Task goal. Continue the excerpt on computational, geospatial, and cognitive approaches to information search, picking up right after its final sentence.

Computational approaches have radically transformed information search,
resulting in the engineering of database management systems and search
engines, in the rich area of information retrieval. More recently, the explosion
of “big data”has opened up novel informational spaces, characterized by
heterogeneity and varying levels of semantic structure.
The geospatial strand (2) hinges on a particular search space, i.e. geographic
space, intended as the space near the surface of the Earth. This space is
particularly important as it provides a unified ground to anchor disparate
pieces of information, enabling search for information related to human and
non-human phenomena occurring in space and time, from the local to global
scale. Both computer science and GIScience have engaged with search
techniques tailored to geographic dimensions of information (Murdock, 2014;
Jones & Purves 2008). In particular, the area of geographic information
retrieval (GIR) has tackled computational challenges such as the determination
of geographic relevance of text documents, and the disambiguation of place
names (Section 3).
Finally, the cognitive strand (3) takes a different tack on information search,
focusing on how the human cognitive apparatus searches for information both
in physical space, for example using mechanisms of visual search (Eckstein,
2011), and how it retrieves information from memory (Todd et al., 2012).
Knowing how humans perform information searches is arguably crucial to
design better information retrieval systems, to support interaction design and
geovisual analytics, and to spatialize abstract spaces effectively (Pirolli, 2007).
A complementary issue concerns the impact of increasingly pervasive
search technologies on how humans cognize the physical-geographic reality
(Section 4).
Without pretension to exhaustiveness, the remainder of this article identifies
themes and threads at the intersection of these broad disciplinary areas,
highlighting linkages, synergies, fractures, and, above all, promising research
gaps that appear ripe for an interdisciplinary agenda. As observed in a specialist
meeting held in Santa Barbara in December 2014 (Ballatore et al., 2015), these
complementary perspectives can interact more extensively to reap mutual
benefits for scientific and technological advances.
2. The spatial dimension of information search
In computer science and in artificial intelligence, search is seen as foundational
for problem solving and planning (Russell, Norvig, Canny, Malik, & Edwards,
2009). Problems are conceived as abstract spaces, in which intelligent
agents search for solutions, without having the possibility of an exhaustive
search, having to rely on heuristics to narrow down the search to a manageable
size.
Papadimitriou (2014) aptly noted that many fundamental problems in
computer science are search problems, defined as “given an input, call it x,find
a solution ysuch that xand ystand in a particular relation to each other that is
easy to check”(p. 15881). Many of such fundamental search problems consist
of finding paths in spaces structured as networks (e.g., shortest path, Hamilton
path, Clique, and the Min-cut). In this context, information search is seen as a
complex process reducible to a sequence of basic computational operations
(e.g., read/write), identifiable through an algorithm (or, in difficult classes of
problems, not decidable).

Data extract.

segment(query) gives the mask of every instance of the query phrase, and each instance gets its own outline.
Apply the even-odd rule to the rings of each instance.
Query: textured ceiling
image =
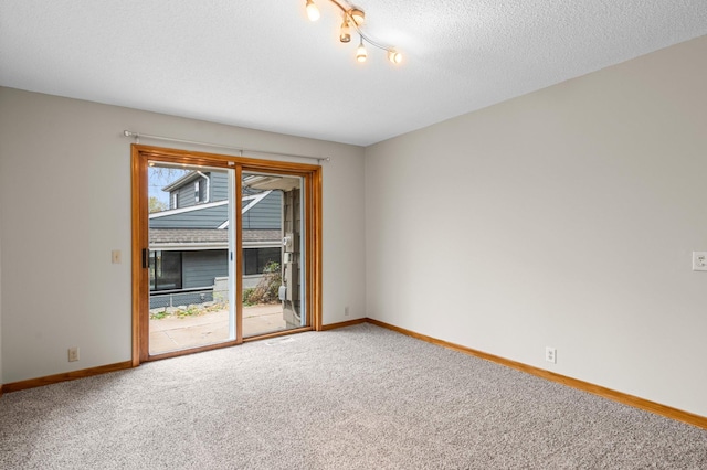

In response.
As Franklin and Andrade point out (Franklin & Andrade, in Ballatore,
Kuhn, Hegarty, & Parsons, 2014, pp. 16 –18), the remarkable increase of
available memory in computational systems is also changing which data
structures are appropriate to solve search problems. Although many retrieval
operations have become trivial, finding objects that co-occur in the search space
is still a challenge in very large databases. Research in database management
systems has generated data structures and indices to enable more efficient
search, for spatial and non-spatial dimensions, such as array and nonrelational
databases, going beyond relational databases that have dominated the
landscape for 40 years (Brown, 2010). Similarly, linked data and semantic
web technologies offer a platform to integrate disparate and heterogeneous data
spaces into a unified, searchable space, structured as a dynamic network of
triples (Kuhn, Kauppinen, & Janowicz, 2014).
3. Geographic information search
Geographic space is particularly important in information search, as it pervades
informational content, providing ground for linking different data spaces.
Among all search spaces, geography emerges as a particularly important one.
Core concepts of spatial information, such as objects, fields, events, and
networks provide a suitable conceptual infrastructure to organize, integrate,
and search geographic information (Kuhn, 2012). Geospatial information has
also been proposed as a facilitator for discovery and interdisciplinary
collaboration in the context of scientific libraries (Lafia, Jablonski, Kuhn,
Cooley, & Medrano, 2016).
In GIScience, three dimensions of information (spatial, temporal, and
thematic) remain ubiquitous in framing the complexities of geographic
information, as well as search of geographic information (Yuan, 1999).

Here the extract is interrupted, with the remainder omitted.